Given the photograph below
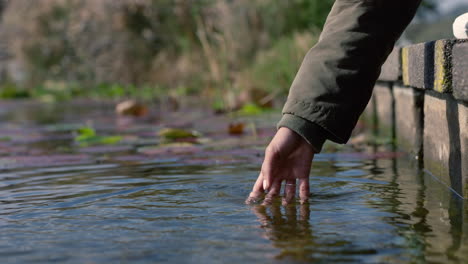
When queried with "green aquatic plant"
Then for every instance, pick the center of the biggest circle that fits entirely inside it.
(87, 136)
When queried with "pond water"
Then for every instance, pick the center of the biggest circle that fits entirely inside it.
(95, 204)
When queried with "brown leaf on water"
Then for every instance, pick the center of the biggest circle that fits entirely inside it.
(236, 128)
(131, 107)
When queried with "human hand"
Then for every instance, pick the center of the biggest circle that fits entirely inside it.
(288, 157)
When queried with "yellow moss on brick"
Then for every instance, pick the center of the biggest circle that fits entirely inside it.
(442, 78)
(405, 65)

◆ ◆ ◆ ◆ ◆ ◆ ◆

**Exercise details**
Whenever a line of the data includes "with", copy that line.

**Solution to the exercise**
When queried with "green aquatic plant"
When queried with "pond water"
When queried with "brown leaf on water"
When queried with "human hand"
When queried with "yellow moss on brick"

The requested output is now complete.